* **STATED TASK**:
Please print the passage below about the population of Midtown Harrisburg word for word.
***** PASSAGE TO READ
The population of the two Census tracts that comprise the old Midtown (prescribed by the Midtown Square Action Council back in the day) is actually smaller today than it was in 1980, though this can be expected to increase in the coming years as a few dozen new apartments, condos and live-work spaces come online. But the boundaries of what can be considered Midtown have grown considerably according to the new definition embraced by Friends of Midtown: all the way up to Maclay Street — an area three times as large.
This expansion of Midtown raises the question of just how widespread the appetite for city living is in the region. Harrisburg lost population every decade from 1950 to 2000, but in 2010 it experienced a small uptick to 49,528 from 48,950 in 2000. (It peaked at close to 90,000 in 1950.) There has been a larger uptick in the percentage of people between 20 and 34 living in the city, from 22.1 percent to 23.7 percent. That might not sound like much, but it could be meaningful for a region that often loses its talented young people to other cities.
**********
***** ENTRIES SUPPLIED
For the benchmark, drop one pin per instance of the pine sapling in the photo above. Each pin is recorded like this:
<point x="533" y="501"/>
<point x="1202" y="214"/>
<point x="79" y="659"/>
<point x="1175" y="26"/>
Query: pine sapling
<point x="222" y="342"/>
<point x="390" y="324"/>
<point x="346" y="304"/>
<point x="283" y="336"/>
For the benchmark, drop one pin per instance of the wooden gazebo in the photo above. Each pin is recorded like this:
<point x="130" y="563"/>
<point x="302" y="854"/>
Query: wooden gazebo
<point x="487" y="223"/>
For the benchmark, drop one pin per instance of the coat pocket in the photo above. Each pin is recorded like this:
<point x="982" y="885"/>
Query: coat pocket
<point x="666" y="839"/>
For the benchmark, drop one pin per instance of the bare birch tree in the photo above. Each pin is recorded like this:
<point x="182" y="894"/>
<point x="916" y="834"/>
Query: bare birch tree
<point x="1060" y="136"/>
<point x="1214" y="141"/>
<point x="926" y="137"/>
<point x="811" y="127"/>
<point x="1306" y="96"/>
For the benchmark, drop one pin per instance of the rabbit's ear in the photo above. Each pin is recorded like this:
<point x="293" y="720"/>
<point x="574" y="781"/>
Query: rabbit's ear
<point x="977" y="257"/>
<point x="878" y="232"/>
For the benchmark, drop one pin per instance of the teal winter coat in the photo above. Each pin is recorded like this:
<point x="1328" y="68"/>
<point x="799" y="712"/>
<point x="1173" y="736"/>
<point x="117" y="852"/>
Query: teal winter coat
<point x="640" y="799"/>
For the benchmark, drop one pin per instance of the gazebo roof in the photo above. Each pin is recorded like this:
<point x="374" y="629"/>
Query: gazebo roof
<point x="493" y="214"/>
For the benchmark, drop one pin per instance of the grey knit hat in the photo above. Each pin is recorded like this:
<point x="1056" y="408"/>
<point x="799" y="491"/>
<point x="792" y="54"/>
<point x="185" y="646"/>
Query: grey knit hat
**********
* **WRITTEN REPLY**:
The population of the two Census tracts that comprise the old Midtown (prescribed by the Midtown Square Action Council back in the day) is actually smaller today than it was in 1980, though this can be expected to increase in the coming years as a few dozen new apartments, condos and live-work spaces come online. But the boundaries of what can be considered Midtown have grown considerably according to the new definition embraced by Friends of Midtown: all the way up to Maclay Street — an area three times as large.
This expansion of Midtown raises the question of just how widespread the appetite for city living is in the region. Harrisburg lost population every decade from 1950 to 2000, but in 2010 it experienced a small uptick to 49,528 from 48,950 in 2000. (It peaked at close to 90,000 in 1950.) There has been a larger uptick in the percentage of people between 20 and 34 living in the city, from 22.1 percent to 23.7 percent. That might not sound like much, but it could be meaningful for a region that often loses its talented young people to other cities.